Dataset records:
•••
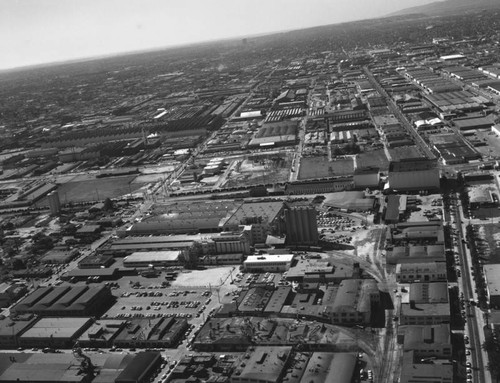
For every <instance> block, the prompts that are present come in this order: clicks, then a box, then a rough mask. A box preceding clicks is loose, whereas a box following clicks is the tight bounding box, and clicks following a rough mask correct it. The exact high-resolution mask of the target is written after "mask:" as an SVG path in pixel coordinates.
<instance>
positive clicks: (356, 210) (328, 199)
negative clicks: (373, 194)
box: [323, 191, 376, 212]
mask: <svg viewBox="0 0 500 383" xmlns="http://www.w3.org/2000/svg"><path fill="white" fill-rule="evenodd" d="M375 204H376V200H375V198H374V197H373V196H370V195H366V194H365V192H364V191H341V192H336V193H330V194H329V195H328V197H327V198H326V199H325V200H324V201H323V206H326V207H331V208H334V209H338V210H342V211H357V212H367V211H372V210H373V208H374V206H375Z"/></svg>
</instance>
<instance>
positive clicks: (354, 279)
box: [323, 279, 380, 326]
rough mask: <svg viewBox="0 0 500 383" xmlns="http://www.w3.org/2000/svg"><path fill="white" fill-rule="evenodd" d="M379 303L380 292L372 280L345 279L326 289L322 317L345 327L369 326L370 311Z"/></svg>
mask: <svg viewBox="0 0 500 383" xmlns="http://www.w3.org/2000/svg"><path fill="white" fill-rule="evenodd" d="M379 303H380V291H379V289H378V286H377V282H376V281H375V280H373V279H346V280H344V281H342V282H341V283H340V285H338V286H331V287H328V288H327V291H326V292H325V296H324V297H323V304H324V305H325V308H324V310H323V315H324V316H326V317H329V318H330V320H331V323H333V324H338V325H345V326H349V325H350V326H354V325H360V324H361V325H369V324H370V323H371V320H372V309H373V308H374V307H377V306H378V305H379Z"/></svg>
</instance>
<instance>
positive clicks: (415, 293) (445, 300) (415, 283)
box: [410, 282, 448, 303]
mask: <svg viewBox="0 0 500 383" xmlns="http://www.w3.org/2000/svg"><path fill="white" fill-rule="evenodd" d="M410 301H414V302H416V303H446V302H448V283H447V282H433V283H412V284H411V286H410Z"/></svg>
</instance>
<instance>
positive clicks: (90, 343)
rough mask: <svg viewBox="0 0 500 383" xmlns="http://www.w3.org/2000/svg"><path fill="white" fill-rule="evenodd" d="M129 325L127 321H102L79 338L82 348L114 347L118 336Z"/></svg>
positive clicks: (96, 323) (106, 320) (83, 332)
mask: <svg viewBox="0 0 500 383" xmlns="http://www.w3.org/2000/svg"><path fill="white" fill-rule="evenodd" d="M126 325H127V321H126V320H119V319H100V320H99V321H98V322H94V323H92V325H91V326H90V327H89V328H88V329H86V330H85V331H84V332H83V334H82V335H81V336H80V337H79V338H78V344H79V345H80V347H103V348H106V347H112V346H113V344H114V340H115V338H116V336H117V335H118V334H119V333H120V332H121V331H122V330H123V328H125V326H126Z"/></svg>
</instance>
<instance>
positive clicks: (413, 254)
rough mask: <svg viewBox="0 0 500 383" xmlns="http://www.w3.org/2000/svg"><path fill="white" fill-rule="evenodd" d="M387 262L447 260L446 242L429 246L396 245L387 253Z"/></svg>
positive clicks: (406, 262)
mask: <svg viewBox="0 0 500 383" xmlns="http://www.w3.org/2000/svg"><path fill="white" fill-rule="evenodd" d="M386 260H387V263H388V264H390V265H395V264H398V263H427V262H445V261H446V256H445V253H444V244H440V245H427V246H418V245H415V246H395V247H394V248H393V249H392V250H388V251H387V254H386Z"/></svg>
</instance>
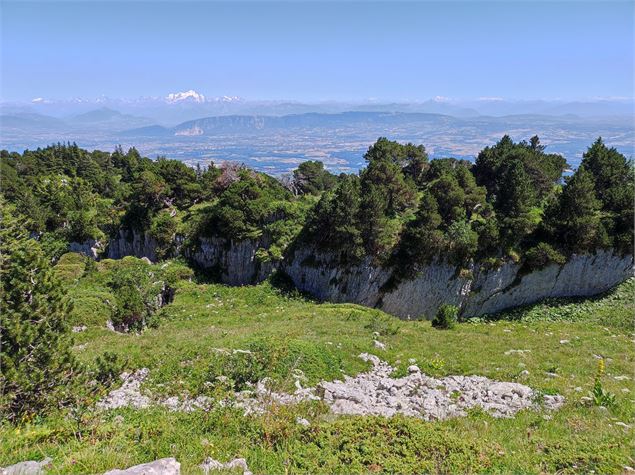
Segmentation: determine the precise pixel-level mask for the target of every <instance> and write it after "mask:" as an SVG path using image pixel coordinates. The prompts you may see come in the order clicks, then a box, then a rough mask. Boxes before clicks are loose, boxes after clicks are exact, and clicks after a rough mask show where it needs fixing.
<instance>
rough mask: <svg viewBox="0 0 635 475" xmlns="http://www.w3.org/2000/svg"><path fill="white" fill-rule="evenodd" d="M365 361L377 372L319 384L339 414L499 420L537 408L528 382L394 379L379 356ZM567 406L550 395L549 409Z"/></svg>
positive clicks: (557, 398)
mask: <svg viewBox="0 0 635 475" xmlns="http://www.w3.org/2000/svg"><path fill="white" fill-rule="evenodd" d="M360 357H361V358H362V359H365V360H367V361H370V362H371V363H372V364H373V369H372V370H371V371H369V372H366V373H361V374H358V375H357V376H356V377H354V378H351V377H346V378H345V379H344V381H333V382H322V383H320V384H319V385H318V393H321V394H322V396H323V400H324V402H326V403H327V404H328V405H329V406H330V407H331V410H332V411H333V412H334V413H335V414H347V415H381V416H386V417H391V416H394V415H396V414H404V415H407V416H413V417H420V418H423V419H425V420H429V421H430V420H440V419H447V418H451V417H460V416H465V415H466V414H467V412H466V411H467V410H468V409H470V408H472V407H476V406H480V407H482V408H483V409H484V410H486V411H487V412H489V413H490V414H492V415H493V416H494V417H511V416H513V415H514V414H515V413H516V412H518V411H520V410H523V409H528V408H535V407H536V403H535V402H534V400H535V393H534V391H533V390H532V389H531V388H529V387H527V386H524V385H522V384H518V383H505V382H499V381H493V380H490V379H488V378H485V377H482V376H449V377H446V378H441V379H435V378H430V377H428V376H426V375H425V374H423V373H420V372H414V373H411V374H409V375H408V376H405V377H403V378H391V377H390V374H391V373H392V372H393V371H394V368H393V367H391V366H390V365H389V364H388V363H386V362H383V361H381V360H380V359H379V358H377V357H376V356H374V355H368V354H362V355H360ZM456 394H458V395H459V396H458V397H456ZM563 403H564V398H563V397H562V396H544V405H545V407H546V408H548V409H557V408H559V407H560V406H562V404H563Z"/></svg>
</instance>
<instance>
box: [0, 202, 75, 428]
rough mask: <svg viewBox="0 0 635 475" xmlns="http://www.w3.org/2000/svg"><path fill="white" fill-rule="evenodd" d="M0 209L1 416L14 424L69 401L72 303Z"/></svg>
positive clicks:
•••
Prompt: Turn every line of the records above into a JSON list of strings, one string per line, with blank lines skipped. Leave the pictures out.

Exercise output:
[
  "For every <instance> block, the prompts that are present come in this order: clicks, then a box, then a rough mask. A box preceding clicks is loose, whereas a box following clicks is the tight bounding box, and clicks following a rough mask correct it. The exact high-resolution mask of the target is written after \"mask:\" as an SVG path in pixel coordinates.",
  "<instance>",
  "positive clicks: (356, 210) (328, 199)",
  "negative clicks: (373, 194)",
  "box: [323, 191, 376, 212]",
  "mask: <svg viewBox=\"0 0 500 383\" xmlns=\"http://www.w3.org/2000/svg\"><path fill=\"white\" fill-rule=\"evenodd\" d=\"M375 204H376V200H375V198H374V197H373V196H370V195H366V194H365V192H364V191H341V192H336V193H330V194H329V195H328V197H327V198H326V199H325V200H324V201H323V206H326V207H331V208H334V209H338V210H342V211H357V212H367V211H372V210H373V208H374V206H375Z\"/></svg>",
  "</instance>",
  "<instance>",
  "positive clicks: (354, 279)",
  "box: [323, 279, 380, 326]",
  "rough mask: <svg viewBox=\"0 0 500 383\" xmlns=\"http://www.w3.org/2000/svg\"><path fill=\"white\" fill-rule=\"evenodd\" d=\"M379 303L380 292L372 280L345 279L326 289L322 317L345 327L369 326L370 311Z\"/></svg>",
  "mask: <svg viewBox=\"0 0 500 383\" xmlns=\"http://www.w3.org/2000/svg\"><path fill=\"white\" fill-rule=\"evenodd\" d=\"M379 303H380V291H379V289H378V286H377V282H376V281H375V280H373V279H346V280H344V281H342V282H341V283H340V285H338V286H331V287H328V288H327V291H326V292H325V296H324V297H323V304H324V305H325V308H324V310H323V315H324V316H326V317H329V318H330V320H331V323H333V324H338V325H345V326H349V325H350V326H354V325H360V324H361V325H369V324H370V323H371V320H372V309H373V308H374V307H377V306H378V305H379Z\"/></svg>",
  "</instance>",
  "<instance>",
  "positive clicks: (415, 293) (445, 300) (415, 283)",
  "box: [410, 282, 448, 303]",
  "mask: <svg viewBox=\"0 0 500 383\" xmlns=\"http://www.w3.org/2000/svg\"><path fill=\"white\" fill-rule=\"evenodd\" d=\"M410 301H414V302H416V303H446V302H448V283H447V282H433V283H412V284H411V286H410Z\"/></svg>",
  "</instance>",
  "<instance>",
  "positive clicks: (90, 343)",
  "rough mask: <svg viewBox=\"0 0 500 383\" xmlns=\"http://www.w3.org/2000/svg\"><path fill=\"white\" fill-rule=\"evenodd\" d=\"M129 325L127 321H102L79 338L82 348L114 347L118 336Z\"/></svg>",
  "positive clicks: (96, 323) (106, 320) (83, 332)",
  "mask: <svg viewBox=\"0 0 500 383\" xmlns=\"http://www.w3.org/2000/svg\"><path fill=\"white\" fill-rule=\"evenodd\" d=\"M126 325H127V321H126V320H119V319H100V320H99V321H98V322H94V323H92V325H91V326H90V327H89V328H88V329H86V330H85V331H84V332H83V334H82V335H81V336H80V337H79V338H78V344H79V345H80V347H103V348H106V347H112V346H113V344H114V340H115V338H116V336H117V335H118V334H119V333H120V332H121V331H122V330H123V328H125V326H126Z\"/></svg>",
  "</instance>",
  "<instance>",
  "positive clicks: (413, 254)",
  "rough mask: <svg viewBox=\"0 0 500 383\" xmlns=\"http://www.w3.org/2000/svg\"><path fill=\"white\" fill-rule=\"evenodd\" d=\"M387 262L447 260L446 242L429 246L396 245L387 253Z\"/></svg>",
  "positive clicks: (406, 262)",
  "mask: <svg viewBox=\"0 0 500 383\" xmlns=\"http://www.w3.org/2000/svg\"><path fill=\"white\" fill-rule=\"evenodd\" d=\"M386 260H387V263H388V264H390V265H395V264H398V263H427V262H445V261H446V256H445V253H444V244H440V245H427V246H418V245H415V246H395V247H394V248H393V249H392V250H388V251H387V254H386Z\"/></svg>",
  "</instance>",
  "Segmentation: determine the precise pixel-level mask for the target of every <instance> and write it after \"mask:\" as an SVG path using image pixel coordinates. The prompts you may see come in the order clicks, then a box, then a rough mask. Boxes before clicks are loose, boxes after clicks are exact, and clicks after a rough mask show where it needs fixing.",
  "<instance>",
  "rough mask: <svg viewBox=\"0 0 635 475\" xmlns=\"http://www.w3.org/2000/svg\"><path fill=\"white\" fill-rule=\"evenodd\" d=\"M365 361L377 372L319 384L339 414L499 420L537 408L528 382L394 379L379 356ZM567 406L550 395L549 409Z\"/></svg>",
  "positive clicks: (557, 398)",
  "mask: <svg viewBox=\"0 0 635 475\" xmlns=\"http://www.w3.org/2000/svg\"><path fill=\"white\" fill-rule=\"evenodd\" d=\"M360 357H361V358H362V359H365V360H367V361H370V362H371V363H372V364H373V369H372V370H371V371H369V372H366V373H361V374H358V375H357V376H356V377H354V378H351V377H346V378H345V379H344V381H333V382H322V383H320V384H319V385H318V393H321V394H322V396H323V400H324V402H326V403H327V404H328V405H329V406H330V407H331V410H332V411H333V412H334V413H335V414H347V415H381V416H386V417H391V416H394V415H396V414H404V415H407V416H413V417H420V418H423V419H425V420H429V421H430V420H440V419H447V418H451V417H460V416H465V415H466V414H467V412H466V411H467V410H468V409H470V408H472V407H476V406H480V407H482V408H483V409H484V410H486V411H487V412H489V413H490V414H492V415H493V416H494V417H511V416H513V415H514V414H515V413H516V412H518V411H520V410H523V409H528V408H535V407H536V403H535V402H534V400H535V393H534V391H533V390H532V389H531V388H529V387H527V386H524V385H522V384H518V383H505V382H499V381H493V380H490V379H488V378H485V377H482V376H449V377H446V378H441V379H435V378H430V377H428V376H426V375H425V374H423V373H420V372H414V373H411V374H409V375H408V376H405V377H403V378H391V377H390V374H391V373H392V372H393V371H394V368H393V367H391V366H390V365H389V364H388V363H386V362H383V361H381V360H380V359H379V358H377V357H376V356H374V355H368V354H362V355H360ZM456 394H458V395H459V396H458V397H456ZM563 403H564V398H563V397H562V396H544V405H545V407H546V408H548V409H557V408H559V407H560V406H562V404H563Z\"/></svg>",
  "</instance>",
  "<instance>",
  "box: [0, 202, 75, 428]",
  "rough mask: <svg viewBox=\"0 0 635 475\" xmlns=\"http://www.w3.org/2000/svg\"><path fill=\"white\" fill-rule=\"evenodd\" d=\"M0 209L1 416L14 424L69 401L72 303Z\"/></svg>",
  "positive clicks:"
]